- [Exercise details] Show every line in the records that contains the string "hinge", matching case exactly.

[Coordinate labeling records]
* * *
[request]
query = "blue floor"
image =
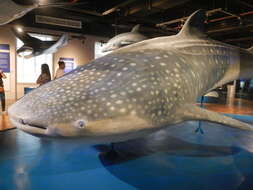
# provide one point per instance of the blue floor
(176, 158)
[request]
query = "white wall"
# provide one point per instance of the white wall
(7, 37)
(81, 52)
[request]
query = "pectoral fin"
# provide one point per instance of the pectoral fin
(124, 43)
(193, 112)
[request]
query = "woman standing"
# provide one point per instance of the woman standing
(45, 75)
(2, 94)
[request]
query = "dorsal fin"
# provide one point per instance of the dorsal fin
(194, 25)
(136, 28)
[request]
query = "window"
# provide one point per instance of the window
(28, 70)
(98, 49)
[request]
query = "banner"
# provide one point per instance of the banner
(69, 64)
(5, 57)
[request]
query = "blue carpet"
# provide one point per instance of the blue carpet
(175, 158)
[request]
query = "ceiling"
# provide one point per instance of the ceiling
(230, 21)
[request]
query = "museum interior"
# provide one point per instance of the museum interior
(126, 94)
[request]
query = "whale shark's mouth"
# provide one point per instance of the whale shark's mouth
(37, 130)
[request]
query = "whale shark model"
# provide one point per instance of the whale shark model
(11, 11)
(124, 39)
(35, 47)
(136, 90)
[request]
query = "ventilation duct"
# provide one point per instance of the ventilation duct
(58, 21)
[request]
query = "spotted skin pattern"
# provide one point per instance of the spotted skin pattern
(131, 92)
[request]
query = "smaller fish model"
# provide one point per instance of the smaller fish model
(124, 39)
(34, 47)
(11, 11)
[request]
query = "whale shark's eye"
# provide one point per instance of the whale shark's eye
(80, 124)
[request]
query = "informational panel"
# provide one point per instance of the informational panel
(5, 57)
(7, 82)
(5, 64)
(69, 63)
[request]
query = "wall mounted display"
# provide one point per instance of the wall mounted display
(69, 63)
(5, 57)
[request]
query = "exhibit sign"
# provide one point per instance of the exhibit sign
(5, 57)
(69, 64)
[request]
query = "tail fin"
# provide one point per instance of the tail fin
(136, 28)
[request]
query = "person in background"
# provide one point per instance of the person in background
(2, 94)
(60, 70)
(45, 75)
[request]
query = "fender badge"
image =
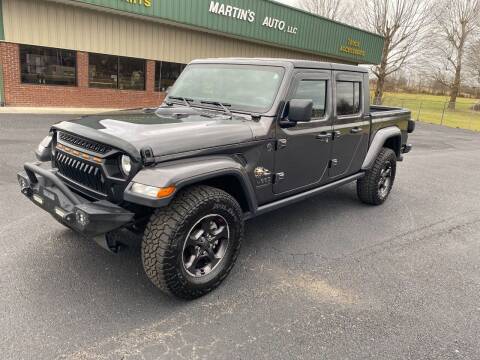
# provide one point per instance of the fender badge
(261, 171)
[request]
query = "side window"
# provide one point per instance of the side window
(348, 98)
(315, 90)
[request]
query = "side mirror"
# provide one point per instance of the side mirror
(300, 110)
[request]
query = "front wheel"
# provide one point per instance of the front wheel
(190, 246)
(377, 183)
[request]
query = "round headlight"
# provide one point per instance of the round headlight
(126, 164)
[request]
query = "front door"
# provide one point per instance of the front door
(303, 151)
(351, 127)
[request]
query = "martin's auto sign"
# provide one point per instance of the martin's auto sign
(259, 20)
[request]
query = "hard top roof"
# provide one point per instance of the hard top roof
(295, 63)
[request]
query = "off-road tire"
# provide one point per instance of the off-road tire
(166, 232)
(368, 187)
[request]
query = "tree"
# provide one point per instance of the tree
(403, 24)
(456, 22)
(332, 9)
(473, 62)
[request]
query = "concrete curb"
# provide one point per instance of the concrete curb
(52, 110)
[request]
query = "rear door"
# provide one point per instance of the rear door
(351, 124)
(303, 151)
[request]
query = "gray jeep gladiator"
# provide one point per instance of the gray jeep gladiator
(234, 139)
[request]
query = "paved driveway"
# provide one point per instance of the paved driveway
(326, 278)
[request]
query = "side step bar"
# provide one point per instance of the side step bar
(304, 195)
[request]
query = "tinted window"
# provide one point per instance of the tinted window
(131, 74)
(48, 66)
(113, 72)
(315, 90)
(348, 97)
(166, 73)
(102, 71)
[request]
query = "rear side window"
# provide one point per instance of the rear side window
(348, 98)
(315, 90)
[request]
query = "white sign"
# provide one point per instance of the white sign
(249, 15)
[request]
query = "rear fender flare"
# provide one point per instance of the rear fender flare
(377, 144)
(183, 173)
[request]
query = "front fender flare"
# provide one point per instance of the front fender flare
(377, 143)
(186, 172)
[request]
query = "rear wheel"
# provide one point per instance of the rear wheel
(190, 246)
(377, 183)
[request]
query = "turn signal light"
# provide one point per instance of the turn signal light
(152, 191)
(165, 192)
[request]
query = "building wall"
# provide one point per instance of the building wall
(53, 24)
(57, 25)
(18, 94)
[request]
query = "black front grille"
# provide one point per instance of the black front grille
(83, 143)
(81, 171)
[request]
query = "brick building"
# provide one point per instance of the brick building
(126, 53)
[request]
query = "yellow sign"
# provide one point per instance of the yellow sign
(146, 3)
(353, 47)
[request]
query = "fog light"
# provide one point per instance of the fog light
(38, 199)
(60, 212)
(81, 217)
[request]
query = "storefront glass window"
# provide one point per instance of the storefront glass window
(40, 65)
(102, 70)
(113, 72)
(166, 73)
(131, 74)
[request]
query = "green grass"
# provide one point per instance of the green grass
(429, 108)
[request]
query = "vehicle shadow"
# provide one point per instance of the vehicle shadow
(72, 270)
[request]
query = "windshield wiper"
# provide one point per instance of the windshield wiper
(186, 101)
(218, 103)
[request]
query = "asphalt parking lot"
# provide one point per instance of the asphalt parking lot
(328, 278)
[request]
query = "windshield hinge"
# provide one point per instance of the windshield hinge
(147, 156)
(281, 143)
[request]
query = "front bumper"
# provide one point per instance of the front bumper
(91, 219)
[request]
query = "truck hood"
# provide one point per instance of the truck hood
(166, 130)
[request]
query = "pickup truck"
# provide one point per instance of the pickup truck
(234, 139)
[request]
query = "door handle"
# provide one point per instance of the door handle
(324, 136)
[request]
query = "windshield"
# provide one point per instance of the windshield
(242, 87)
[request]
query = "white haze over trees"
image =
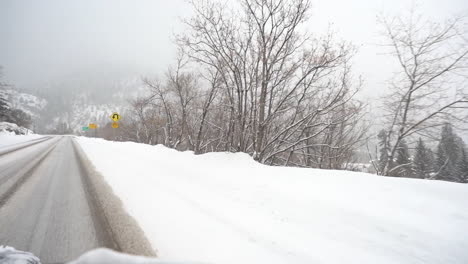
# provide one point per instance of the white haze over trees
(295, 83)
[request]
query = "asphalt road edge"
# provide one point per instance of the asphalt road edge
(124, 229)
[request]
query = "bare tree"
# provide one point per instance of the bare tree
(428, 87)
(278, 91)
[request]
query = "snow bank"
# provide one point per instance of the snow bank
(6, 127)
(8, 137)
(226, 208)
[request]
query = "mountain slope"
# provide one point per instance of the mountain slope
(226, 208)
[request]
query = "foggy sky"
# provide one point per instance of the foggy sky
(52, 39)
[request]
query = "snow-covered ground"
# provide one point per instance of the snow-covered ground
(8, 138)
(225, 208)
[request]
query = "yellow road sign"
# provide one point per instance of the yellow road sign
(115, 117)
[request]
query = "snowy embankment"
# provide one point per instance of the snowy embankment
(9, 137)
(225, 208)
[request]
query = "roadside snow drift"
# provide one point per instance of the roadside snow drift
(225, 208)
(9, 138)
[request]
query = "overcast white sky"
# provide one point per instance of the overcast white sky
(49, 39)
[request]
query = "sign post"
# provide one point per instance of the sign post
(115, 117)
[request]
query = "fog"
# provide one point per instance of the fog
(54, 40)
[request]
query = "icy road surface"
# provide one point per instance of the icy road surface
(225, 208)
(46, 206)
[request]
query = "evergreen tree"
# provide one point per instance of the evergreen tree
(384, 149)
(462, 166)
(448, 154)
(423, 162)
(403, 161)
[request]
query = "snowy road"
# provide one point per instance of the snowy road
(45, 203)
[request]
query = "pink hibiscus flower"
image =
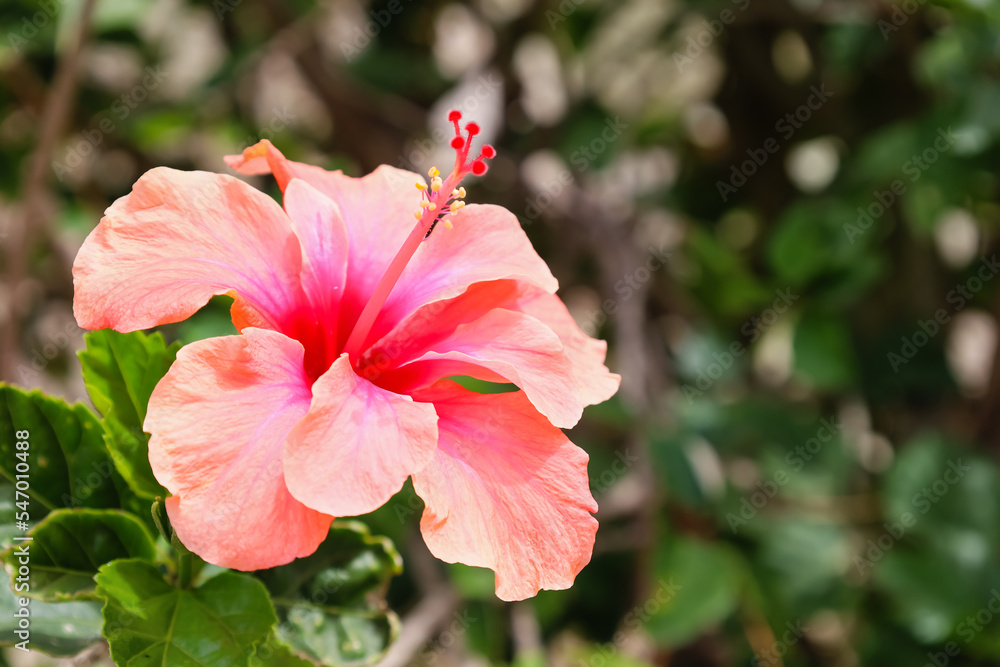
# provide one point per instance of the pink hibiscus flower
(352, 315)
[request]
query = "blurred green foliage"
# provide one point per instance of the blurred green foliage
(801, 468)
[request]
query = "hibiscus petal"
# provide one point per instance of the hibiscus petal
(506, 490)
(436, 321)
(176, 240)
(505, 344)
(357, 444)
(317, 222)
(486, 243)
(218, 421)
(377, 210)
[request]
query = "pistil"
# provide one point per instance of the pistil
(442, 197)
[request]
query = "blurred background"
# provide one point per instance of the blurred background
(781, 214)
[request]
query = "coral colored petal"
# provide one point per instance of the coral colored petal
(506, 490)
(511, 345)
(357, 444)
(486, 243)
(594, 382)
(434, 322)
(218, 420)
(318, 224)
(176, 240)
(377, 210)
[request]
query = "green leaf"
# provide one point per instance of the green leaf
(274, 653)
(148, 622)
(120, 372)
(346, 568)
(57, 628)
(335, 638)
(68, 462)
(69, 546)
(330, 603)
(699, 586)
(824, 353)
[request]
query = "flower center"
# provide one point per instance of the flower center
(441, 197)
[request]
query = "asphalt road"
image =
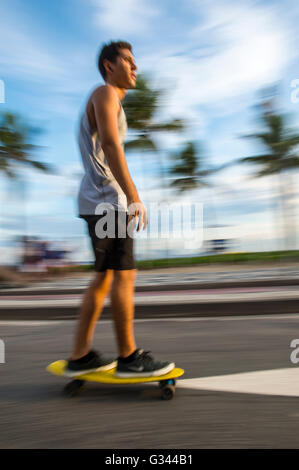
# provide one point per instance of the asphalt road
(35, 414)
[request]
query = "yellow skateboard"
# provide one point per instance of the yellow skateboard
(167, 382)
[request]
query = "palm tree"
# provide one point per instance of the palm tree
(188, 170)
(15, 146)
(141, 106)
(16, 150)
(280, 158)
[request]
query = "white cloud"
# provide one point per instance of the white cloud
(232, 51)
(124, 17)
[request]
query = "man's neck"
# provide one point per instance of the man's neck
(121, 92)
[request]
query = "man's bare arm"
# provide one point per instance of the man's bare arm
(106, 108)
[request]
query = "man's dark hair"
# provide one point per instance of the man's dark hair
(111, 51)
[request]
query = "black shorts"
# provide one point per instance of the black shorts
(111, 253)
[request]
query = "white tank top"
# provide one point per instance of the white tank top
(98, 183)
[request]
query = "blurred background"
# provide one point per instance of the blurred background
(213, 119)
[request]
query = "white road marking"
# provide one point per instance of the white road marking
(294, 316)
(282, 382)
(155, 298)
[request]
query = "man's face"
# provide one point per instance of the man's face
(124, 70)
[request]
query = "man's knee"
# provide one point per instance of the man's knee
(103, 280)
(125, 275)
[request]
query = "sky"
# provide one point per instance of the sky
(211, 58)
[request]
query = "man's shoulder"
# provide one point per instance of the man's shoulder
(102, 91)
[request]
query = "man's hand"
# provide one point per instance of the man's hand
(137, 209)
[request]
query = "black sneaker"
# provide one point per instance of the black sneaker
(92, 362)
(142, 365)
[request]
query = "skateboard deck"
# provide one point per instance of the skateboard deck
(166, 382)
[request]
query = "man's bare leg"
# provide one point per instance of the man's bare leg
(122, 304)
(90, 311)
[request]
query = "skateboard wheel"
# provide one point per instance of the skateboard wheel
(163, 383)
(168, 392)
(72, 388)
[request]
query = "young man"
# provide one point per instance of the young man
(107, 180)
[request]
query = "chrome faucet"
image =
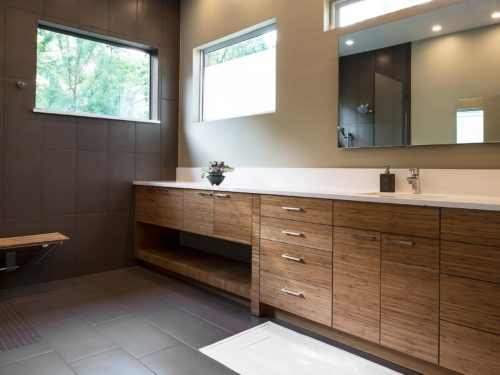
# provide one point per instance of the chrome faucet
(414, 180)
* * *
- [Answer to the exercise]
query = "windshield hinge"
# provide one point per instance of the windshield hinge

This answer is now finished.